**Pointing dataset excerpts**

= = = = =

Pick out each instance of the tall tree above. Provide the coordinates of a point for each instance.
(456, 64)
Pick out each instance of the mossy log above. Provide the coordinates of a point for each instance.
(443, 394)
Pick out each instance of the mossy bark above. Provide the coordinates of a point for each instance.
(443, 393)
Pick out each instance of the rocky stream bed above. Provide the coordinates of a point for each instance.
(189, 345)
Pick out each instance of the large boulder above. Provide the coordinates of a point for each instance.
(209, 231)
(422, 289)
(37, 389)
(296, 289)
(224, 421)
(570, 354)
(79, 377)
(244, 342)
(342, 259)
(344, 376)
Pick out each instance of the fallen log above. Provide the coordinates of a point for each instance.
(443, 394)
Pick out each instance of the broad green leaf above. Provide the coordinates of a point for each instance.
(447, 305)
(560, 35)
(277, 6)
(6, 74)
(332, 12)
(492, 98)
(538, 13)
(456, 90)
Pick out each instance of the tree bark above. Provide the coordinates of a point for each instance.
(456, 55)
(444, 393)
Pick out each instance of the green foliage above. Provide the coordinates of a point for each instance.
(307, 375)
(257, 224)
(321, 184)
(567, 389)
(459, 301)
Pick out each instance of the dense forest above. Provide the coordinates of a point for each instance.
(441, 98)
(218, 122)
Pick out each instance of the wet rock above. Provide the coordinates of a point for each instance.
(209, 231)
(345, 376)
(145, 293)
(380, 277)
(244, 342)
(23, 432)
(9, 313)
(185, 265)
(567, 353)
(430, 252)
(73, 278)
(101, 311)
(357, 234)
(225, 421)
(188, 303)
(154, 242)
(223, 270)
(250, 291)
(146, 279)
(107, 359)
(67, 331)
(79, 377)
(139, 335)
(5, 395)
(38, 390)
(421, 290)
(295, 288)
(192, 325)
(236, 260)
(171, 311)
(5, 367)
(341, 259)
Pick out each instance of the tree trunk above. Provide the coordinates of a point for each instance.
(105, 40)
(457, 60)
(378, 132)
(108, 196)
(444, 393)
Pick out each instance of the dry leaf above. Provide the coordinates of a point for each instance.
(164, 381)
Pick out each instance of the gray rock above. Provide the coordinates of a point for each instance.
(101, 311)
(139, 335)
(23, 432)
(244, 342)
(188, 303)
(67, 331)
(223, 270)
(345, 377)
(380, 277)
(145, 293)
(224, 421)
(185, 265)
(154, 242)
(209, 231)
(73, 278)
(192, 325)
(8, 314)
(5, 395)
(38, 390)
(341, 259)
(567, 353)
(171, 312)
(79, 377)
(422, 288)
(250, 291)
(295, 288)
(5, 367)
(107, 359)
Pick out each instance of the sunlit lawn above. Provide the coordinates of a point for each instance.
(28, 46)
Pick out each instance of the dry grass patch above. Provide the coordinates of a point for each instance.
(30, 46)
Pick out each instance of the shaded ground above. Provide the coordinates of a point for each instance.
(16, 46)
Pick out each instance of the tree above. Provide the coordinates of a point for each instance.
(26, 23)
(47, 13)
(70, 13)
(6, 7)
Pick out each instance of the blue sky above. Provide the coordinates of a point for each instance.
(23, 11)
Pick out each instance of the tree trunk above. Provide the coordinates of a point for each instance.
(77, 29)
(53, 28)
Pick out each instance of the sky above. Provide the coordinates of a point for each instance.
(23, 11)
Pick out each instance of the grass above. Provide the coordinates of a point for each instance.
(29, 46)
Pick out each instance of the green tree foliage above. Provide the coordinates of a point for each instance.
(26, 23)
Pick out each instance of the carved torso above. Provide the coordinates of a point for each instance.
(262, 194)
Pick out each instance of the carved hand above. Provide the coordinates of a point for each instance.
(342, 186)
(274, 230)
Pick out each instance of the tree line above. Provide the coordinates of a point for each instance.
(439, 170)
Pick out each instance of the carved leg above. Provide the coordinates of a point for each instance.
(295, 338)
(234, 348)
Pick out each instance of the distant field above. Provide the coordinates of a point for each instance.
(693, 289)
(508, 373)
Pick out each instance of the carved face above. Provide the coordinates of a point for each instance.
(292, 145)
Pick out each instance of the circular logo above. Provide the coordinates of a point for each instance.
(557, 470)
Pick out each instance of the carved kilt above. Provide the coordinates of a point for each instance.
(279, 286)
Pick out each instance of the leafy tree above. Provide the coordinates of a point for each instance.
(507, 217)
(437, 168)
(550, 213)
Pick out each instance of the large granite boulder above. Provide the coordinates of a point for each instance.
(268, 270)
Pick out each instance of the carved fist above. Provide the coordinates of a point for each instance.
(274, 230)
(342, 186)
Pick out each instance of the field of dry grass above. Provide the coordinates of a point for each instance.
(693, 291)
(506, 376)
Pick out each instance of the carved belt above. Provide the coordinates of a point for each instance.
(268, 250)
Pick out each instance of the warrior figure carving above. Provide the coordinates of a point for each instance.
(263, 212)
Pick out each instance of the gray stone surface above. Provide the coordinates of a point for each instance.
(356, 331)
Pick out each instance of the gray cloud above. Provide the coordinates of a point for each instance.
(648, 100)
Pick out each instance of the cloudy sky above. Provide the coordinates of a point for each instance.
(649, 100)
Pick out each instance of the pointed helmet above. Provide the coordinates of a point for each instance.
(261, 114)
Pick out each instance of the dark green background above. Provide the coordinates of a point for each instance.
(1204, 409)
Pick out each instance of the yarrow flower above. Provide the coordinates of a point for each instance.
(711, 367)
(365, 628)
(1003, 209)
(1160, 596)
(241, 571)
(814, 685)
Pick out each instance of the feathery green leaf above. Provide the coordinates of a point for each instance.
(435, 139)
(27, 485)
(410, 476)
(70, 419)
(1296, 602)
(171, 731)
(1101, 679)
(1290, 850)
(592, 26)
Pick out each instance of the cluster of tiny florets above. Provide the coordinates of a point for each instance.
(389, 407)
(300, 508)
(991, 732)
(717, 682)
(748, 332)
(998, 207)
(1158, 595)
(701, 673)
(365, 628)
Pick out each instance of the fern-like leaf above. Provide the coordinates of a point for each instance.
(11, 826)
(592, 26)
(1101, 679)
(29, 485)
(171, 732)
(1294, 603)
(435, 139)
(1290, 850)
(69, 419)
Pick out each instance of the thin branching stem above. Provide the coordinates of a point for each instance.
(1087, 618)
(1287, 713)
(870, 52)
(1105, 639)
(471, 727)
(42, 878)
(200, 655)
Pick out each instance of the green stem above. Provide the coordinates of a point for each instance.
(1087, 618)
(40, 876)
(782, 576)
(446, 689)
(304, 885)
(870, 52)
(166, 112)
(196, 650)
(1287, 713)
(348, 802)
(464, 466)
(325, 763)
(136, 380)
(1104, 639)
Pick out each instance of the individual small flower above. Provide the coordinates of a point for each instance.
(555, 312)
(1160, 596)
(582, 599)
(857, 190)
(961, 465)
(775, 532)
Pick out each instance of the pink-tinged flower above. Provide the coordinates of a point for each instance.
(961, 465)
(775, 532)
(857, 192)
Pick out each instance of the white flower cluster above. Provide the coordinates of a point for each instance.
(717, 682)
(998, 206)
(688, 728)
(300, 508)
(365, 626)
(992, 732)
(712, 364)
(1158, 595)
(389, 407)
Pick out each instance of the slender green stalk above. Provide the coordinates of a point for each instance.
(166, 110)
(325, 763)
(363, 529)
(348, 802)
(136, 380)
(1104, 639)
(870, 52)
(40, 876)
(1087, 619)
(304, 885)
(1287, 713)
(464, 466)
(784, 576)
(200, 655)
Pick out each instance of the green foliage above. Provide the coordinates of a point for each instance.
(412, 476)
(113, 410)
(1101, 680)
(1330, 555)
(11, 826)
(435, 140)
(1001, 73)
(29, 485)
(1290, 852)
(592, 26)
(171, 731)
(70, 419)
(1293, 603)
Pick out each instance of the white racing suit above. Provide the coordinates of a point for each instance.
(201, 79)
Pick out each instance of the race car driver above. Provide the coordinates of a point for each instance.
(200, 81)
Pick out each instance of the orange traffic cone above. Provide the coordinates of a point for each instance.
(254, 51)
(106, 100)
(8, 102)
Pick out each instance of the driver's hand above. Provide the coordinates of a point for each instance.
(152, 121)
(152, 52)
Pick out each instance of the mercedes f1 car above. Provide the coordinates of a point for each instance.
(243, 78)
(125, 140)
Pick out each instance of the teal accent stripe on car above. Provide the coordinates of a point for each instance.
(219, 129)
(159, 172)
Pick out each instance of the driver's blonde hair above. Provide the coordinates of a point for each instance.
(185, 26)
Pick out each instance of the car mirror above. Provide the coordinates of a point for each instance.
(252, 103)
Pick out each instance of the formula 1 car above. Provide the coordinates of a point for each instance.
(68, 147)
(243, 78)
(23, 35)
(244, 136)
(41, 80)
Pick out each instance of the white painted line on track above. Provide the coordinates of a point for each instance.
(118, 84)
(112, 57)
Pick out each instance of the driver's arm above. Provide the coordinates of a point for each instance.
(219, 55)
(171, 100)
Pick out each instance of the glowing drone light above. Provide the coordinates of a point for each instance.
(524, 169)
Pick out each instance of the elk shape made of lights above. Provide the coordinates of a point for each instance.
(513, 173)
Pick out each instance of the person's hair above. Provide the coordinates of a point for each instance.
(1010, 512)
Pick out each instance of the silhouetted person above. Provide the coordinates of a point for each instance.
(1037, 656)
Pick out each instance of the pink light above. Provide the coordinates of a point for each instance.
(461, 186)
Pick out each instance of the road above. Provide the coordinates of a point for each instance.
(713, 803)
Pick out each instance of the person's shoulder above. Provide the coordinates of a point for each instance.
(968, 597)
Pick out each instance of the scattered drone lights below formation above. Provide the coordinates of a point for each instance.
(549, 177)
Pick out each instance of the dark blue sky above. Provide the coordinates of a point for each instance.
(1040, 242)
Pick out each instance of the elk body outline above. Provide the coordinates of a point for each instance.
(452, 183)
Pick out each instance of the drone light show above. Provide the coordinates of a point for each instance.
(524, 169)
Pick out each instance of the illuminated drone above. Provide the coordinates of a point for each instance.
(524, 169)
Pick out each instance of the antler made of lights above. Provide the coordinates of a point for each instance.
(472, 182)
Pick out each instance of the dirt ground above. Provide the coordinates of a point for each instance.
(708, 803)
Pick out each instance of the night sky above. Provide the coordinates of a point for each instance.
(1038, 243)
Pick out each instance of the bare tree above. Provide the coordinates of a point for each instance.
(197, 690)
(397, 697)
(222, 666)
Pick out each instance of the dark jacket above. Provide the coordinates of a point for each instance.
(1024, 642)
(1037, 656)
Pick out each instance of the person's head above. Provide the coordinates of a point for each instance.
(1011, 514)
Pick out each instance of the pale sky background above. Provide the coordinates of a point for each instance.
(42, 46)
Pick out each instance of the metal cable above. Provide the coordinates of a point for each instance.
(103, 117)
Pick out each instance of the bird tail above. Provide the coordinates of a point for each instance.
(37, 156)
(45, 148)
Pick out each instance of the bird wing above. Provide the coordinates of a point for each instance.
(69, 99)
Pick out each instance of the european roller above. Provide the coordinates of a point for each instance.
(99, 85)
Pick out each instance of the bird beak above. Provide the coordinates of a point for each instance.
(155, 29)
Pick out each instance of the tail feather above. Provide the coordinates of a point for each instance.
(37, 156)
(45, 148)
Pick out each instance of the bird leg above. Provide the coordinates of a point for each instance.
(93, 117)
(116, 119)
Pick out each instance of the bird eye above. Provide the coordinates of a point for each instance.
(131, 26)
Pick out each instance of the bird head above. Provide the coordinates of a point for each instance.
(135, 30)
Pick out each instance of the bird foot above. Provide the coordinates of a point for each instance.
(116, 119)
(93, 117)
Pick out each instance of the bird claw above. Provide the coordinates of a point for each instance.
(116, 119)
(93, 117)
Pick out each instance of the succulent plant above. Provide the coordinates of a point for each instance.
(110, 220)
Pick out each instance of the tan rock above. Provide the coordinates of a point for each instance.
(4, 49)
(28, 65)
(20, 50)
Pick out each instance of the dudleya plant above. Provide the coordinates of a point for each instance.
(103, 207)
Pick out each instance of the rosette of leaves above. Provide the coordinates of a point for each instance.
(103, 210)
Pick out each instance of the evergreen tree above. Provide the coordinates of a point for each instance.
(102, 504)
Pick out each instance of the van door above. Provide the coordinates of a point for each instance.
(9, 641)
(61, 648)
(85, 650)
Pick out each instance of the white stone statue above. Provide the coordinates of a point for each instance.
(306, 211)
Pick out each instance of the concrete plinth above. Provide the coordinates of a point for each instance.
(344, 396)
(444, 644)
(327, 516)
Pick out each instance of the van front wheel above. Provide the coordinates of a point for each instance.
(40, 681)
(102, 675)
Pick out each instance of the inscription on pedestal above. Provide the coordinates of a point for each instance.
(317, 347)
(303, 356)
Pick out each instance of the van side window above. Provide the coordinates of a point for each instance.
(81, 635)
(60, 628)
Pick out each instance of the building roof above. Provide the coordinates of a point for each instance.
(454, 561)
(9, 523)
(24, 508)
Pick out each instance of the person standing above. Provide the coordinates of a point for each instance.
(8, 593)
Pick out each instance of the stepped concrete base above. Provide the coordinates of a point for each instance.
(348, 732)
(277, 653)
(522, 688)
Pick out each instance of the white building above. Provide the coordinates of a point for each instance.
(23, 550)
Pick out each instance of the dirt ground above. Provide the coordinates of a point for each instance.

= = = = =

**EXERCISE REQUIREMENTS**
Print exactly the lines from the one with "Pick out each instance of the van front" through the end of the data, inclusive.

**FINAL RESULT**
Pick out each instance of the van front wheel above. Provide the coordinates of a point for each instance.
(40, 681)
(102, 675)
Pick out each instance of the inscription on pedestal above. Provide the coordinates of a point for each instance.
(317, 347)
(303, 356)
Pick out each instance of the van side window above. Provide the coordinates of a point for each instance.
(81, 635)
(60, 628)
Pick out each instance of the building roof above. Provide the coordinates of a point for each instance.
(454, 561)
(9, 523)
(24, 508)
Pick out each instance of the person standing above. Provide the coordinates of a point for each instance.
(8, 593)
Pick out each instance of the stepped concrete base above. Provide the coordinates of a point for each instance.
(348, 732)
(277, 653)
(522, 688)
Pick out each instance of the white building above. Provide the coordinates of a point for each instance.
(23, 550)
Pick out each instance of the dirt ground above. Provide the coordinates of a point for each instance.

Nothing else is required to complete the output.